(Records from a dataset)
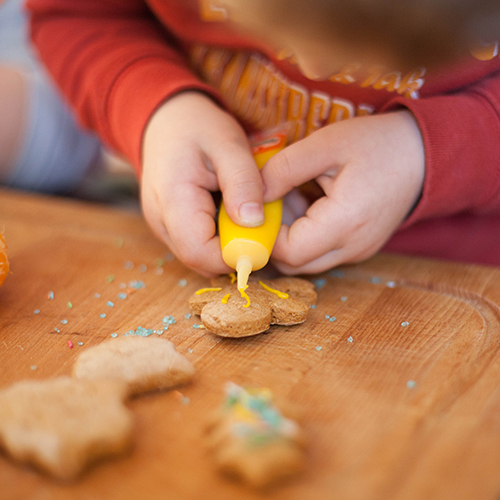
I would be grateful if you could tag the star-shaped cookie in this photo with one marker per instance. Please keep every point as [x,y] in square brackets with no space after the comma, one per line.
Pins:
[60,425]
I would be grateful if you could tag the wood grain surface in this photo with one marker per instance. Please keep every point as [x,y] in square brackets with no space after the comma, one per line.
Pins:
[399,395]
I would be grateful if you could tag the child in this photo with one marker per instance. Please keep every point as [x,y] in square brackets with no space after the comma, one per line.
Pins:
[177,87]
[41,146]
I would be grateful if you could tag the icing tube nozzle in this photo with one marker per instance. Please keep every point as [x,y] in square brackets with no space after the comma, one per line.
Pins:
[243,269]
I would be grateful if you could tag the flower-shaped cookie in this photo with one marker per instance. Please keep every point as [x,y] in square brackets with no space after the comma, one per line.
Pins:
[226,312]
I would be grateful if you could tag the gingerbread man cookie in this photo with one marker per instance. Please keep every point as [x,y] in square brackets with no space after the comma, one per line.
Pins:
[61,425]
[228,312]
[253,441]
[145,364]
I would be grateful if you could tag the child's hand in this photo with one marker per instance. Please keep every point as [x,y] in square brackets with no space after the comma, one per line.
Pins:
[371,170]
[192,147]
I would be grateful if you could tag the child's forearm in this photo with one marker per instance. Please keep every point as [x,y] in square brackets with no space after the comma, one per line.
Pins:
[113,62]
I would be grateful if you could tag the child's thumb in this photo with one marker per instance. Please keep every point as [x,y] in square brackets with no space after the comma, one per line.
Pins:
[241,185]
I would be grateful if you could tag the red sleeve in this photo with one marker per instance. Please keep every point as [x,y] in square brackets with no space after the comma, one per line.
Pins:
[461,133]
[114,62]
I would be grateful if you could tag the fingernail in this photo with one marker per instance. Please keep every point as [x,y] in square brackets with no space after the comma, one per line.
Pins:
[252,214]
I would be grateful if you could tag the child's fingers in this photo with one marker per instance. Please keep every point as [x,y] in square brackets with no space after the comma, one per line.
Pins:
[240,182]
[192,226]
[300,162]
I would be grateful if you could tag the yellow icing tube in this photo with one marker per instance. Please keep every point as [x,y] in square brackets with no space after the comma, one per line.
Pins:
[248,249]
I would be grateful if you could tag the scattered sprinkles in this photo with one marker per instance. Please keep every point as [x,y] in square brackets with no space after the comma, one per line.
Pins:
[337,273]
[319,283]
[141,332]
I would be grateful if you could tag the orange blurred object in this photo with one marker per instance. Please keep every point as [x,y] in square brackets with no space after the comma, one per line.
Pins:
[4,260]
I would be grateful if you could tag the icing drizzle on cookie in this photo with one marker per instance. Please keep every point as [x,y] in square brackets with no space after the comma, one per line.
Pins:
[254,416]
[204,290]
[245,296]
[281,295]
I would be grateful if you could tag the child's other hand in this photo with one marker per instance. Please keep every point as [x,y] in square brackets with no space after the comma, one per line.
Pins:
[192,148]
[371,170]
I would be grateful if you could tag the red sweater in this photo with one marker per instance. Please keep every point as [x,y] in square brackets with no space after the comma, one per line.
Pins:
[118,60]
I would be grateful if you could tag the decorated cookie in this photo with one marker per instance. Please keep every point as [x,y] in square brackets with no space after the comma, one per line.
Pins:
[145,364]
[228,312]
[60,425]
[252,440]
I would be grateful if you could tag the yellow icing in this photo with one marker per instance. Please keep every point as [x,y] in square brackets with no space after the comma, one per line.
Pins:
[245,296]
[281,295]
[203,290]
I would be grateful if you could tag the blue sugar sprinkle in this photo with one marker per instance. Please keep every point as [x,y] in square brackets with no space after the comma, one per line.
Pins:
[337,273]
[319,283]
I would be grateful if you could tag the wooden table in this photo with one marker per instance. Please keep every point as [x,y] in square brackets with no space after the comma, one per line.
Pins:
[399,396]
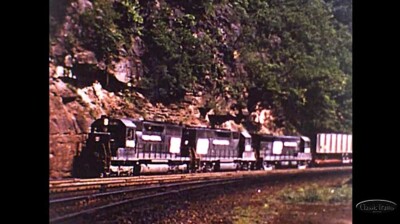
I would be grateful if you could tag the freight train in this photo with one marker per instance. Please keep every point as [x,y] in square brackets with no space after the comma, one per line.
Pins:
[127,146]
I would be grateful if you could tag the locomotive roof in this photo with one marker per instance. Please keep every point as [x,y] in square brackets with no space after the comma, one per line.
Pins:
[208,129]
[128,122]
[266,136]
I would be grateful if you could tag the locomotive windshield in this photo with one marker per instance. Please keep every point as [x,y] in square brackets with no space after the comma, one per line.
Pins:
[221,134]
[148,128]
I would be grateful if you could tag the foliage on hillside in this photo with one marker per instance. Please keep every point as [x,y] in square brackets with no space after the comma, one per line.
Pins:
[293,56]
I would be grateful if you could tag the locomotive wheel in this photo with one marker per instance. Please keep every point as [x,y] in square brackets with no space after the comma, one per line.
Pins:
[269,166]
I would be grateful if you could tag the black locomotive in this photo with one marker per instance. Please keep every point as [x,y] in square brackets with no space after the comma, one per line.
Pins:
[130,147]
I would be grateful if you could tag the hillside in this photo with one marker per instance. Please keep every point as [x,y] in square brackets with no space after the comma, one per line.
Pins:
[285,65]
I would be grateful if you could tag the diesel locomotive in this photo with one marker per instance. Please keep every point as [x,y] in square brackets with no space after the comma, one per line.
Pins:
[127,146]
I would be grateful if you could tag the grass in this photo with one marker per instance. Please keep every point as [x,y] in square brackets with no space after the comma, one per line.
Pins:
[315,193]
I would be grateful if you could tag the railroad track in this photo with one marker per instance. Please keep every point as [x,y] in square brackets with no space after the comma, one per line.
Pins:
[70,208]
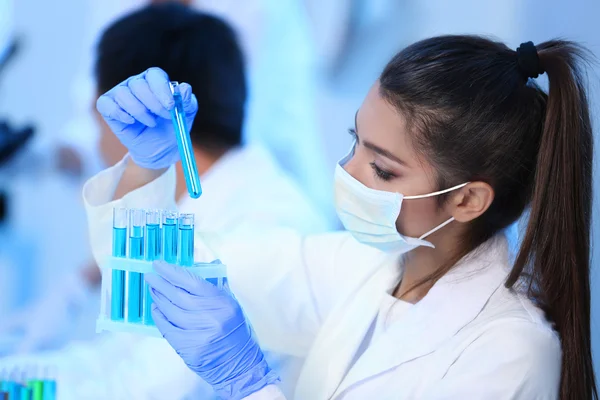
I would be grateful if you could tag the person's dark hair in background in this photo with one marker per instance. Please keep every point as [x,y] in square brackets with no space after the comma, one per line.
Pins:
[191,47]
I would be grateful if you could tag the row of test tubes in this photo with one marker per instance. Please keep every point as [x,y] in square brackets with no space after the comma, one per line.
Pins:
[27,384]
[147,235]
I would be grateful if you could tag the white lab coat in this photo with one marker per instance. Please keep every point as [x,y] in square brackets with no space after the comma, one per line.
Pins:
[469,338]
[244,191]
[316,298]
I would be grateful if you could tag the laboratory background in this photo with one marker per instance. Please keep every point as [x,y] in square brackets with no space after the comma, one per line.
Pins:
[310,63]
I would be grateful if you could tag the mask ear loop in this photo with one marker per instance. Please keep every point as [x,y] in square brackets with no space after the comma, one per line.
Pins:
[422,196]
[437,228]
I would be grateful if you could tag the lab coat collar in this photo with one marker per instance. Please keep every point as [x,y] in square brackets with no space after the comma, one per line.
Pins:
[453,302]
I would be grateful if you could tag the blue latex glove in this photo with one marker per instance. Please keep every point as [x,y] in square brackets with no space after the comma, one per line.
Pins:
[138,112]
[207,328]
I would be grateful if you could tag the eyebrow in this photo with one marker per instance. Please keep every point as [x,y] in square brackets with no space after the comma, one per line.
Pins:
[375,148]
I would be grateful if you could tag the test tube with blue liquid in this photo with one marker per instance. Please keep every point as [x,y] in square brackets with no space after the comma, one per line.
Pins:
[137,224]
[119,249]
[186,240]
[152,253]
[184,143]
[169,237]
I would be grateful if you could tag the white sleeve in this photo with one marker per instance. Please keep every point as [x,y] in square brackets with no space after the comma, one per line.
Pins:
[287,283]
[98,193]
[517,362]
[270,392]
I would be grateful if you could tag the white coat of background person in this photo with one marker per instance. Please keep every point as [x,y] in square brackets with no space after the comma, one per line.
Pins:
[281,56]
[474,326]
[287,130]
[243,190]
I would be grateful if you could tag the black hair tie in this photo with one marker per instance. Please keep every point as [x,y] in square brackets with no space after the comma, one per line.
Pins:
[528,60]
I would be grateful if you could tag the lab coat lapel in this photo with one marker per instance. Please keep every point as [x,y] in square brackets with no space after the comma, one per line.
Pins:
[451,304]
[342,334]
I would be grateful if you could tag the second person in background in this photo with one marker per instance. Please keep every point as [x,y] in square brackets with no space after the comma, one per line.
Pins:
[244,188]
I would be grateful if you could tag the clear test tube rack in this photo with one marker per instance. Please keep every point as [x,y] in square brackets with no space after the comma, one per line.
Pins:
[121,272]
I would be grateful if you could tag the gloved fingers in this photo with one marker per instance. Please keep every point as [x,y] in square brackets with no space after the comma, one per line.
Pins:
[161,321]
[202,316]
[132,106]
[158,81]
[184,279]
[190,103]
[141,90]
[111,111]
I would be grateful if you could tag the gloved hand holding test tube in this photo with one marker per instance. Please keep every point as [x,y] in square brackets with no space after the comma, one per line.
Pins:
[184,143]
[143,105]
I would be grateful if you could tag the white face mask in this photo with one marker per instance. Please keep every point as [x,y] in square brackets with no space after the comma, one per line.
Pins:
[370,215]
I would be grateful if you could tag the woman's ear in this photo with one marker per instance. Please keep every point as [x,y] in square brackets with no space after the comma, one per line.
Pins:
[471,201]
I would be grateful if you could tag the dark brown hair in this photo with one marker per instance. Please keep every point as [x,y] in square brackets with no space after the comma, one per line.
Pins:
[477,117]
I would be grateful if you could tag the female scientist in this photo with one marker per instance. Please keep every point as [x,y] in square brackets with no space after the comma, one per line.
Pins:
[417,300]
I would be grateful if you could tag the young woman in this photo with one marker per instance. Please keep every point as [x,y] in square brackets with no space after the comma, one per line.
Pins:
[417,300]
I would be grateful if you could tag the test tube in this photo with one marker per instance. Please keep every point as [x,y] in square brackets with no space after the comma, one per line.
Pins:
[186,152]
[49,384]
[152,253]
[169,228]
[117,302]
[186,240]
[137,224]
[36,386]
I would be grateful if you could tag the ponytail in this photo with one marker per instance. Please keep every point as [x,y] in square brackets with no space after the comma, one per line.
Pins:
[556,246]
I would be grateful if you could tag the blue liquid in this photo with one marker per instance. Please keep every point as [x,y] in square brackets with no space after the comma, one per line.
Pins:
[152,253]
[186,152]
[170,241]
[148,320]
[186,245]
[214,281]
[26,394]
[49,390]
[134,302]
[117,295]
[152,242]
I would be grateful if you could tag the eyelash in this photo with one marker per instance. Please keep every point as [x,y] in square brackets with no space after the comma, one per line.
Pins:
[381,174]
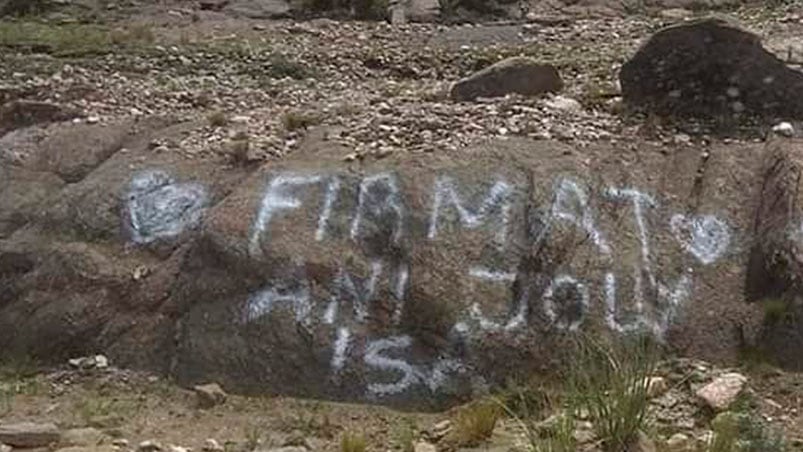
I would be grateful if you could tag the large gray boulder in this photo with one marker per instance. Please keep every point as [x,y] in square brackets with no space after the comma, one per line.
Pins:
[710,68]
[517,75]
[258,9]
[416,280]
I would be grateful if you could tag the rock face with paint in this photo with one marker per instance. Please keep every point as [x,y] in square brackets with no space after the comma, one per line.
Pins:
[414,281]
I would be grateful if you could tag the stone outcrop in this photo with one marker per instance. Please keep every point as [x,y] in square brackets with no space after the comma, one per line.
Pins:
[29,435]
[416,280]
[517,75]
[710,68]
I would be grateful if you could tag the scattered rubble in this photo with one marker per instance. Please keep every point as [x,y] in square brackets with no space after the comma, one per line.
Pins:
[149,446]
[784,129]
[29,434]
[210,395]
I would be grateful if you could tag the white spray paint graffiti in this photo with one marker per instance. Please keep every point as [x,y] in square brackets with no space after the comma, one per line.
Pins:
[340,349]
[332,189]
[567,192]
[640,201]
[374,358]
[158,208]
[278,196]
[517,320]
[380,204]
[705,237]
[263,302]
[582,302]
[491,275]
[410,375]
[499,198]
[376,206]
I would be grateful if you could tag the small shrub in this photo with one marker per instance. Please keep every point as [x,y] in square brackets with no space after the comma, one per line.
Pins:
[59,40]
[24,7]
[353,442]
[475,423]
[744,432]
[525,400]
[610,381]
[135,34]
[218,119]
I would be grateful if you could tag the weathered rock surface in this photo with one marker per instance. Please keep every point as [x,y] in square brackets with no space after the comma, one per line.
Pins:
[89,448]
[28,434]
[83,437]
[519,75]
[710,68]
[720,394]
[258,9]
[417,280]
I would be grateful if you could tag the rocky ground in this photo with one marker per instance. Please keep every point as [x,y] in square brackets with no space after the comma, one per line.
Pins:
[89,406]
[251,92]
[377,89]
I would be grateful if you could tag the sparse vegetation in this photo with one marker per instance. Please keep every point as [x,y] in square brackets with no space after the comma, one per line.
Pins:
[353,442]
[743,432]
[70,40]
[140,33]
[610,382]
[474,423]
[21,8]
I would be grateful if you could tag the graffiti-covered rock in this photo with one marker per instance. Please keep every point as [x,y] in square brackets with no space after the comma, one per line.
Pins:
[416,280]
[517,75]
[710,68]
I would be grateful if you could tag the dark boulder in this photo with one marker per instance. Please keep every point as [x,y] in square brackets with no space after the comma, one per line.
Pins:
[710,68]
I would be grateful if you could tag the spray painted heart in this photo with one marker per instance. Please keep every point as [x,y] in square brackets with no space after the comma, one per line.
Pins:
[159,208]
[704,236]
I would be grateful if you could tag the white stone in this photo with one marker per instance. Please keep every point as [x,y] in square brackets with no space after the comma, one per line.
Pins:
[723,391]
[678,442]
[656,387]
[101,362]
[563,103]
[784,129]
[149,446]
[211,445]
[423,446]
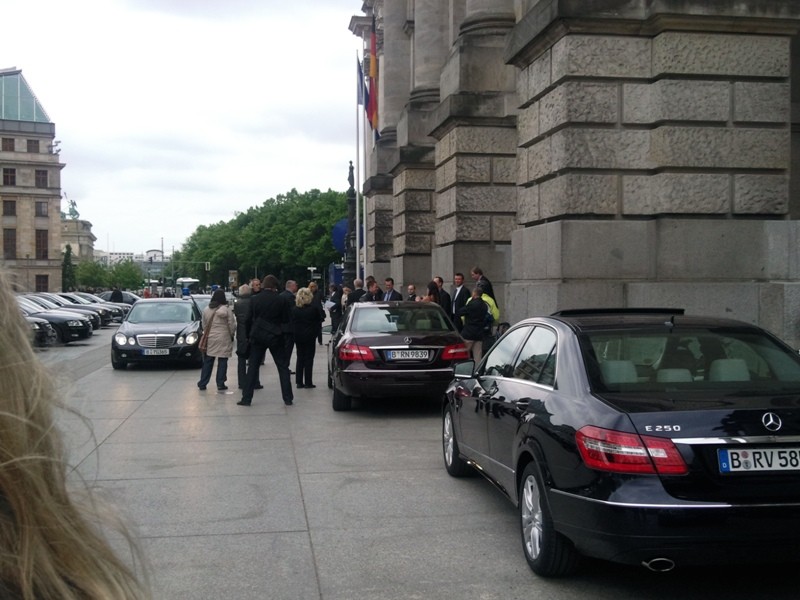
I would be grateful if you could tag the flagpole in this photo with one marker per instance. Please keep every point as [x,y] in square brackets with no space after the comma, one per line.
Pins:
[358,185]
[366,247]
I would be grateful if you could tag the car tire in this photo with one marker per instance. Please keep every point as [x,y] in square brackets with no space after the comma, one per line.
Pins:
[548,553]
[455,465]
[116,364]
[341,401]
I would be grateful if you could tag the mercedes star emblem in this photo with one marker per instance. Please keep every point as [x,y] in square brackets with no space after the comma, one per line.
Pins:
[771,421]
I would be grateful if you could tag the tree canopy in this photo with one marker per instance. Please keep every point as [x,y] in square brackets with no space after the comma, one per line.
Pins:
[284,236]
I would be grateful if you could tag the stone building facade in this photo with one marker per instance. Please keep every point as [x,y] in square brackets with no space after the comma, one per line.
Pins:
[30,189]
[591,152]
[78,234]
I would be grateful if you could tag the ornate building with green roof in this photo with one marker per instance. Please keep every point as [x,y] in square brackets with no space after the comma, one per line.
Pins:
[30,188]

**WHAT TO WORK ON**.
Copy out exactly the lines between the line containing "I would be grateful if you could tag the white stone" and the end of the entries, including both, and leave the pictures behind.

**SOLUTION**.
I would be grateful if you could tag the white stone in this photo with one marker per instance. Please keep every point as [x,y] in square brackets with no space after the comma, one per line.
Pins:
[723,391]
[678,442]
[656,387]
[101,362]
[563,103]
[784,129]
[149,446]
[211,445]
[423,446]
I would be grateful if you could tag the flagpole in this photo with one marker per instance. Please keep every point as [x,y] in square brackets with no space after the comma, one per line.
Pins:
[358,185]
[366,247]
I would be grateful if you could tag the car tire in this photo with one marker per instance. Please keep every point as [x,y] in square brackets with no space after the comma, one per line.
Pins:
[548,553]
[455,465]
[116,364]
[341,401]
I would be grateful if you could tag the mercedes star emblem in this photo with one marker per instance. Please keep every point as [x,y] in square brackets with no space after the comma, one per line.
Pins:
[771,421]
I would be grateful if you could tag the tree canopy in this photo with one marker per instance. Please keep every point as [x,y] in square brackets with no space after the comma, one per line.
Pins:
[284,236]
I would be grateful if you could tag the stone building facade in this photo with one marker per instance. Please keep every point as [x,y] in square brackets with no space after the comma, one per line.
Pins:
[30,189]
[591,152]
[78,234]
I would be grateful if you could tag the ornate building with green roof in this photo with one marker per instance. Please keep every point as [x,y] in square brackets with no space after the comma, one per line.
Pins:
[30,188]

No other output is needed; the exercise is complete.